Maine and Eastern Canada as well as the Pacific Northwest on each side of the border stood to benefit from increased use of wood pellets. Both areas are heavily forested and logged for lumber and wood pulp. Pelletizing the slash would clean up the woods while adding jobs to their often-troubled economies.
Indirectly, pellets also promised to help clean up the air. We anticipated that a ready supply of cheap wood pellets could supplant coal and oil and bring an end to much industrial pollution. In industrial applications, pellet exhaust could be easily “scrubbed” 100 percent clean. There was even talk of pellets serving as feedstock for industrial-scale production of a clean-burning auto fuel as is done in Brazil.
In a stove, logs are placed on a grate, grille or on the floor facing a door with one or more air inlets in front and a dampered flue in back. The flue’s draft sucks in a large volume of air, pulling a constant flow of oxygen past the fire from front to back. Logs can take the oxygen they need as they need it, so they needn’t be uniform in density, size or water content from one armful to another.
But not all the oxygen going by is exposed to burning wood, and vice versa, and different parts of different logs are burning at different speeds and efficiencies at any one time, so combustion efficiency varies widely throughout the fire. Also, the logs contain about 20 percent water, which must be boiled off before the wood will ignite, so a great deal of fuel energy is wasted, sending up the flue a combination of water vapor, gases and incompletely burned hydrocarbons, or smoke (which, in an EPA stove is reclaimed in part by being converted to heat in a combuster or engineered air flow system).
The wood fiber that goes into pellets is dried in processing to a water content of as little as 5 percent, and being about the size and shape of rabbit pellets (incoming or outgoing), each exposes a large surface area (compared to mass) to passing oxygen. They beg to burn, but in the fire basket, pellets settle into a compact bed that offers no edges or splinters to ignite, so–like coal–will not burn without a strong draft.
A network of tiny, convoluted air channels snakes up between the pellets. When the pellet bed is ignited (with a flammable paste, much as you use starter fluid to ignite charcoal in the backyard barbecue), a small fan begins to push a constant supply of air through the pellets.

### Stored rows
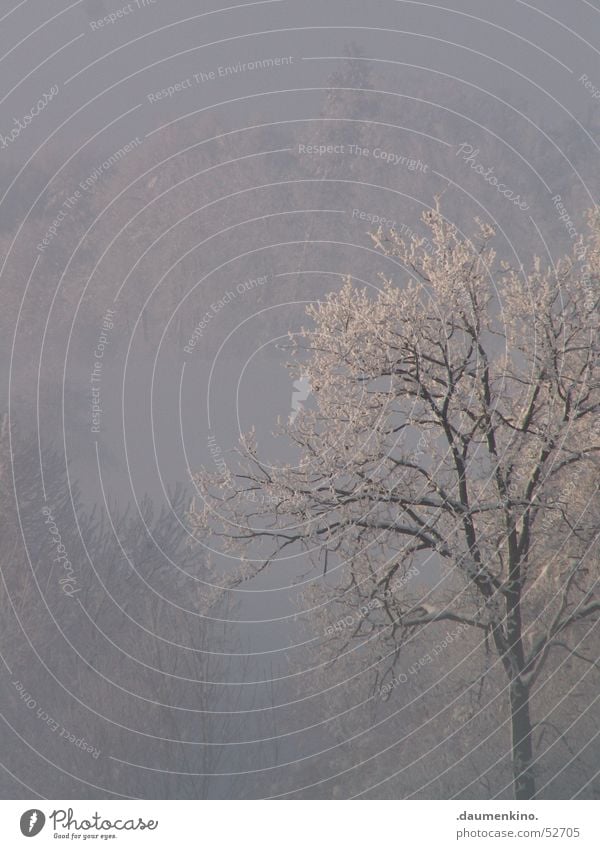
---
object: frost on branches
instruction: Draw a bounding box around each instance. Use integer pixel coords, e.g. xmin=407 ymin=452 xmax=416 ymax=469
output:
xmin=189 ymin=204 xmax=600 ymax=798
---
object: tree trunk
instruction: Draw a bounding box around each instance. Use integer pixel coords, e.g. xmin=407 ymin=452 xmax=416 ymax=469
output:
xmin=510 ymin=678 xmax=535 ymax=799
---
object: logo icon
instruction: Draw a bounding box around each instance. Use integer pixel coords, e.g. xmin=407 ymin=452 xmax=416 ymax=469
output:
xmin=21 ymin=808 xmax=46 ymax=837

### Goal
According to the wood pellet text, to what water content is the wood fiber in pellets dried during processing? The rows come from a different source than the wood pellet text.

### Reply to the task
As little as 5 percent.